__QUOTED TEXT__
========
The model is set up such that there is a finite number of laborers/taxpayers in the economy each with a different amount of output that they can produce per unit of time. That is, worker 1 can produce one widget per hour, worker 2 can produce two widgets per hour, etc. up to some maximum. The utility of each laborer is a positive function of how much he consumes and a negative function of how much he works. That is, ideally every worker would want to consume infinite widgets and work zero hours. The job of the government is to set a tax rate for each type of worker (each level of per-hour productivity) so as to maximize aggregate utility given the amount of time that each worker will choose to work. Of course each worker must choose how much to work based on how much he wants to/gets to consume which is partially a function of the tax rate. It is this interplay between optimization problems that leads to quite a few pages of fancy math.

You may have noticed that the model makes taxation choices based on a taxpayer's productivity, not his income. Mirrlees attempts to square this with the real world when he says, "One might obtain information about a man's income-earning potential from his apparent I.Q., the number of his degrees, his address, age or colour; but the natural, and one would suppose the most reliable, indicator of his income-earning potential is his income." This may be so, but the assumption that productivity is indicated by income might be one of the larger assumptions that this model uses.

After a bit of brain-hurting math, Mirrlees demonstrates his results by running a number of numerical examples (each with different assumptions about preferences, utility functions, etc.) and spits out some results that are a bit surprising. Optimum marginal tax rates tend to be relatively unvaried among different income brackets (or productivity levels) which would indicate that we might want to consider a flat tax rate. The actual flat tax rate is sensitive to the distribution of skills (or productivity) among the population as well as the income/leisure preferences. These two points aren't particularly surprising, but what is is that of all the combinations of assumptions tested, the highest optimum marginal tax rate came out to be 60% with the great majority being less than half that.
========
__INPUT ROWS__
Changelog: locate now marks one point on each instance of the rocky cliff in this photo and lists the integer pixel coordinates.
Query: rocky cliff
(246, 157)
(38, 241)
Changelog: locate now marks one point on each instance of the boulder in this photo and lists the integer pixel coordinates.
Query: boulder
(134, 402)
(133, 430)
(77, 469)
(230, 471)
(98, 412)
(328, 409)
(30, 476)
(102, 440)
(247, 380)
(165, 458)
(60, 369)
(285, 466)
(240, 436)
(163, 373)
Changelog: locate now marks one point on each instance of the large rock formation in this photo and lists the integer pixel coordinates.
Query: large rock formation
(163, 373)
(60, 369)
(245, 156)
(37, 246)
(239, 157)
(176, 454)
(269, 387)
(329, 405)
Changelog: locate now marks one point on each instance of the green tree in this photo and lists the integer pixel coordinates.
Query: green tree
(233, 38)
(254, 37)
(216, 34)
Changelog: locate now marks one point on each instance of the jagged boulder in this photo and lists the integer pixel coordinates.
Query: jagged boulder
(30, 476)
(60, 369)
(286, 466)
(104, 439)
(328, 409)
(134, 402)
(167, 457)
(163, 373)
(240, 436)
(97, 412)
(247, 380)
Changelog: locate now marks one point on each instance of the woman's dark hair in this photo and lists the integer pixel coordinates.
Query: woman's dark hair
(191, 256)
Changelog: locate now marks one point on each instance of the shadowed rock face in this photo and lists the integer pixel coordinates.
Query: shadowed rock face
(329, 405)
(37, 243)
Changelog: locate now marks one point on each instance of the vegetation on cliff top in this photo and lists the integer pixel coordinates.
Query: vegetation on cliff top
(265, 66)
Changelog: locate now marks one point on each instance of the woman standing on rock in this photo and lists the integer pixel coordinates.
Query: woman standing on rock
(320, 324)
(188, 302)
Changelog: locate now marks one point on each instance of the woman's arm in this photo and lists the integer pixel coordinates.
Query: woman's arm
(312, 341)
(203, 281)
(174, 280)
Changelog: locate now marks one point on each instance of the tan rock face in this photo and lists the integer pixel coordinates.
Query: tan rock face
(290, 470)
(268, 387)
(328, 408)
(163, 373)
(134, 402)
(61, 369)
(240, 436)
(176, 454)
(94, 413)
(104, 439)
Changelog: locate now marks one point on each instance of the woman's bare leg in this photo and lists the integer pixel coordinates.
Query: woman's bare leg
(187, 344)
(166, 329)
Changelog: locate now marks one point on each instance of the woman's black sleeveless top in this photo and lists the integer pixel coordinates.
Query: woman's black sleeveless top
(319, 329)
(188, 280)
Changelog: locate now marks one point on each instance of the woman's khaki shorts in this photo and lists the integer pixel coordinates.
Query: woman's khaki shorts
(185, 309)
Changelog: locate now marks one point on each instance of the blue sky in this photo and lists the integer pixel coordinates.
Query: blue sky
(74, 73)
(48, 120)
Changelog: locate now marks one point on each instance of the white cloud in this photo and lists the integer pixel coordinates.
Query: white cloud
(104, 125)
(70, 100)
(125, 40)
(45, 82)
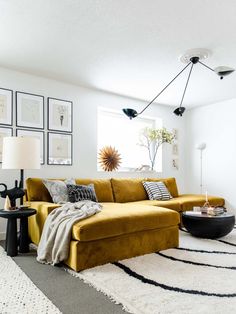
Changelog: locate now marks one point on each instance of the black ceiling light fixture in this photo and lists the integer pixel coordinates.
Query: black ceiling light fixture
(191, 57)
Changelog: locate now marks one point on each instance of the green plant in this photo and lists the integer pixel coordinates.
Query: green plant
(152, 139)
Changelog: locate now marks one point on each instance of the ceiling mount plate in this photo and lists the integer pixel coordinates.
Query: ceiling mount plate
(201, 53)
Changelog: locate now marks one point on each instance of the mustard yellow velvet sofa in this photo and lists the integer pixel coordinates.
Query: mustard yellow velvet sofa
(129, 224)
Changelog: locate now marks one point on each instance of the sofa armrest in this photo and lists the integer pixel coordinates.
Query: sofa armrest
(36, 222)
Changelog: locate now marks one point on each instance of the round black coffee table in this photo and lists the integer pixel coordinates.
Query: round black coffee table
(11, 234)
(206, 226)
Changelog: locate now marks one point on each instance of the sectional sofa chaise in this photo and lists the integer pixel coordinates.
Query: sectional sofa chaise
(128, 225)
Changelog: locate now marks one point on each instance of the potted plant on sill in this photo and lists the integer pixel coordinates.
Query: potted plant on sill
(152, 139)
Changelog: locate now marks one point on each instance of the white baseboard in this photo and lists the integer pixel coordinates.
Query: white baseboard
(2, 236)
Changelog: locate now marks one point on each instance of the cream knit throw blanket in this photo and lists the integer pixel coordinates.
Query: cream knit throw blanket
(54, 244)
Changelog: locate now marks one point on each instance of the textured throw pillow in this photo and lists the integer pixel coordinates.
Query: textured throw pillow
(58, 190)
(157, 191)
(78, 193)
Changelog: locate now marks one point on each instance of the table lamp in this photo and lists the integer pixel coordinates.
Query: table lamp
(201, 147)
(21, 153)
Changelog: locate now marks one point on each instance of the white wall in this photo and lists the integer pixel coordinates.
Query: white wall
(216, 126)
(85, 102)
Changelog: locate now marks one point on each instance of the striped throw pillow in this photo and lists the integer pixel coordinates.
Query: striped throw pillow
(78, 193)
(157, 191)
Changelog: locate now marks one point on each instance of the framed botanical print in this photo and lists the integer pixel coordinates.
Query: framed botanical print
(29, 110)
(37, 134)
(59, 115)
(59, 149)
(4, 132)
(6, 106)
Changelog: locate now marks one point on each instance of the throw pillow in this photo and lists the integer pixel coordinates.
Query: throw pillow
(157, 191)
(58, 190)
(78, 193)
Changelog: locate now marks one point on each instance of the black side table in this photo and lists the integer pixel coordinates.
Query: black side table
(206, 226)
(11, 234)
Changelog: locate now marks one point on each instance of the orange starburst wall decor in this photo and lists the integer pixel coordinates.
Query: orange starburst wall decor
(109, 158)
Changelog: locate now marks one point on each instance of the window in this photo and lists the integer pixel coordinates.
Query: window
(114, 129)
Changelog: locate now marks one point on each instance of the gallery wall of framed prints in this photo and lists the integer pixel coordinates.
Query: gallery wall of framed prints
(59, 149)
(29, 110)
(30, 119)
(6, 106)
(4, 132)
(38, 134)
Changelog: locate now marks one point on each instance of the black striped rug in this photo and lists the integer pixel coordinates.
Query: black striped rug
(198, 277)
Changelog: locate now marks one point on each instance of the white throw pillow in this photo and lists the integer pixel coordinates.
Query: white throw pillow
(157, 190)
(58, 190)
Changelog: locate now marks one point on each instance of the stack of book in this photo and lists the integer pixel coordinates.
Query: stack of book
(213, 211)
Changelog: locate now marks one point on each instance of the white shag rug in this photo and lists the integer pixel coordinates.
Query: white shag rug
(18, 294)
(198, 277)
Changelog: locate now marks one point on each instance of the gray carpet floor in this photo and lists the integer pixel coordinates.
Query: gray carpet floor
(71, 295)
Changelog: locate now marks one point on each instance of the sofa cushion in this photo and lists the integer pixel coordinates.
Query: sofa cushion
(58, 189)
(188, 201)
(78, 193)
(128, 190)
(36, 190)
(170, 184)
(170, 204)
(157, 190)
(102, 188)
(119, 219)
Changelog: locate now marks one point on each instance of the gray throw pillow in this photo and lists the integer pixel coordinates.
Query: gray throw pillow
(78, 193)
(58, 190)
(157, 191)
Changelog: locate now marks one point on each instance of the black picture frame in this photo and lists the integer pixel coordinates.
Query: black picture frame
(11, 134)
(24, 132)
(10, 106)
(41, 112)
(54, 123)
(57, 161)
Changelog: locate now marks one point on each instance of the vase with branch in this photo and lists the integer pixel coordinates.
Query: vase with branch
(152, 139)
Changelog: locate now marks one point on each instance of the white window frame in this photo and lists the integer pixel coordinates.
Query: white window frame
(156, 122)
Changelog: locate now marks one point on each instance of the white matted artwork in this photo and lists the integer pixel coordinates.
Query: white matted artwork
(176, 134)
(4, 132)
(175, 163)
(6, 99)
(59, 115)
(59, 149)
(29, 110)
(175, 149)
(36, 134)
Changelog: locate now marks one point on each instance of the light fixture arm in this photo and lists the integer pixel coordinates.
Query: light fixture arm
(164, 88)
(186, 85)
(206, 66)
(190, 58)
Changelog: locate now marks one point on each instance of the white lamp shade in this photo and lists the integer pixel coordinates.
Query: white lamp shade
(201, 146)
(21, 153)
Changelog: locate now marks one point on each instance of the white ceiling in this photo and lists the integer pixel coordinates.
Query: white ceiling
(129, 47)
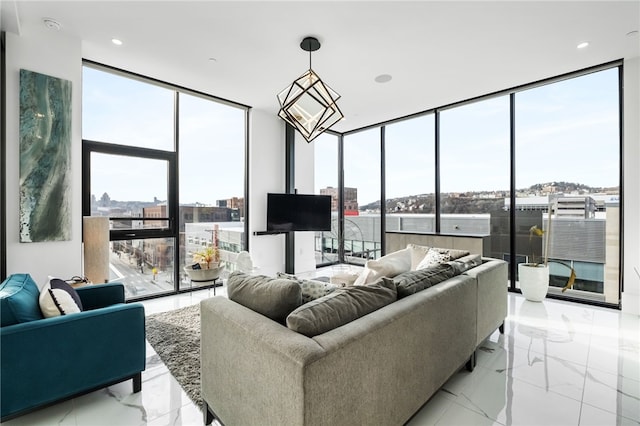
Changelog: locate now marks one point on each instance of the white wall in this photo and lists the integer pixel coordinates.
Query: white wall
(631, 165)
(54, 54)
(266, 174)
(305, 259)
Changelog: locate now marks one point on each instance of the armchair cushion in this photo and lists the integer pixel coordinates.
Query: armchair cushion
(19, 300)
(83, 362)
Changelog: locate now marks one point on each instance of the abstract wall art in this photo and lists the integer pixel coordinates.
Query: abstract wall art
(45, 158)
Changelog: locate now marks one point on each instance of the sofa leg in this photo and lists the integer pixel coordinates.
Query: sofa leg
(208, 414)
(137, 383)
(471, 364)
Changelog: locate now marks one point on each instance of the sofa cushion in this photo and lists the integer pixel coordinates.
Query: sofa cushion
(453, 253)
(274, 298)
(418, 253)
(433, 258)
(387, 266)
(465, 263)
(412, 282)
(311, 289)
(341, 307)
(19, 300)
(58, 298)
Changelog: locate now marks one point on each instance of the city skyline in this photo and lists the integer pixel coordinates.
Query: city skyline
(561, 129)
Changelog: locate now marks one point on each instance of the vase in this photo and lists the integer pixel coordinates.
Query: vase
(534, 281)
(203, 275)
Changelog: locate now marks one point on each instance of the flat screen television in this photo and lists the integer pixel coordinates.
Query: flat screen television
(298, 212)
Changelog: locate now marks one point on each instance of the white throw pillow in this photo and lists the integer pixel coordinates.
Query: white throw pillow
(432, 258)
(58, 298)
(387, 266)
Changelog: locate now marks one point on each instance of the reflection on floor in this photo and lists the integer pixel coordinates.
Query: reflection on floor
(558, 363)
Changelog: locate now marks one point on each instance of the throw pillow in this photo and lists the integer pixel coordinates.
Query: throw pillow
(341, 307)
(453, 253)
(433, 257)
(412, 282)
(311, 289)
(58, 298)
(274, 298)
(19, 300)
(417, 254)
(465, 263)
(387, 266)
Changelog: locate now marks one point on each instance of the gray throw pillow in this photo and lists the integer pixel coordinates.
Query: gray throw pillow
(465, 263)
(271, 297)
(341, 307)
(412, 282)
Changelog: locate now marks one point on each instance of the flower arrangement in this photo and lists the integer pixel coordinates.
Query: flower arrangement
(206, 256)
(534, 231)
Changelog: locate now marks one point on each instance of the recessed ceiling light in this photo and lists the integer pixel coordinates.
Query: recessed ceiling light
(52, 24)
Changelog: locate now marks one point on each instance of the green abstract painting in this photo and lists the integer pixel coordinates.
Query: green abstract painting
(45, 158)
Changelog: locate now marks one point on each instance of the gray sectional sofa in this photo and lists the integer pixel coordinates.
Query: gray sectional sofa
(377, 369)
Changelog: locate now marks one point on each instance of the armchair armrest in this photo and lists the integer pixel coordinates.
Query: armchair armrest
(101, 295)
(51, 359)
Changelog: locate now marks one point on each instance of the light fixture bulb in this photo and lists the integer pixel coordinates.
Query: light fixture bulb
(52, 24)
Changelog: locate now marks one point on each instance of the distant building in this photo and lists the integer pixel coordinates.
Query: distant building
(350, 199)
(579, 206)
(233, 203)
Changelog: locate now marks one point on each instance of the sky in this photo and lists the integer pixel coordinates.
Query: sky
(123, 111)
(565, 131)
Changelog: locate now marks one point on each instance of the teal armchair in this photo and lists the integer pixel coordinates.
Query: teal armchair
(47, 360)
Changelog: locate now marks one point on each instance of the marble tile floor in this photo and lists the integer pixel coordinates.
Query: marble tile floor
(558, 363)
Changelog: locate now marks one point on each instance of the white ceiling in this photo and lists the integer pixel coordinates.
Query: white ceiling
(437, 52)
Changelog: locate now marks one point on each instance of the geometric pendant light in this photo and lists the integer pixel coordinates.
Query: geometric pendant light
(308, 104)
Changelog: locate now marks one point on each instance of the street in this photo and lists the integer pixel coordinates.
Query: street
(138, 281)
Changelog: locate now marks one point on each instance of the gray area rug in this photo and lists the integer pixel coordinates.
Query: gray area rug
(175, 336)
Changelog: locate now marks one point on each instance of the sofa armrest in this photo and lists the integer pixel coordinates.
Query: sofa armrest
(492, 285)
(101, 295)
(50, 359)
(241, 351)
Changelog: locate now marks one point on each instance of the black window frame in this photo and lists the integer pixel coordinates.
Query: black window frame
(172, 157)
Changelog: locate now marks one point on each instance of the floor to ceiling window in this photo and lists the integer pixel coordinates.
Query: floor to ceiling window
(475, 172)
(567, 144)
(553, 145)
(325, 146)
(410, 175)
(212, 180)
(135, 163)
(362, 232)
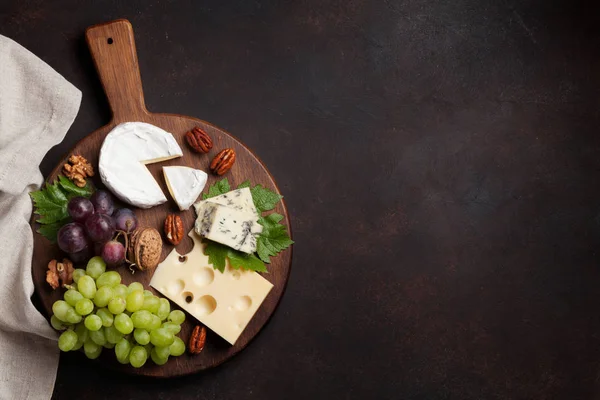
========
__GIVEN REQUEST A__
Show every line in the entries above that contains the word "mustard".
__GIVEN REQUEST B__
Continue the passage on the Mirrlees optimal income tax model, starting right after its last sentence.

__OUTPUT A__
Changelog: locate now marks one point on each instance of the mustard yellow velvet sofa in this photo and lists the integer pixel coordinates.
Query: mustard yellow velvet sofa

__OUTPUT B__
Another important result is that the income tax is not shown to be a very good tool for the redistribution of wealth (well, really consumption and utility). It seems that it would be more efficient to tax at a (low) flat rate and then use some other mechanism to achieve redistributive ends. 

Well, again, at least insofar as our world correlates to Mirrlees' world of limiting assumption.

This was fun and I look forward to reading more about optimal tax theory, but next time I'll be going back to the legal tax canon and will thus be reading William D. Andrews, Personal Deductions in an Ideal Income Tax, 86 Harv. L. Rev. 309 (1972).

Oh, almost forgot. This time around the part that made me feel stupid was easily the amount of math that I have forgotten since finishing grad school only a few years ago. What I would have once flown through, my brain must now stare at and chug through at a snail's pace. This is something that I'm going to have to work on.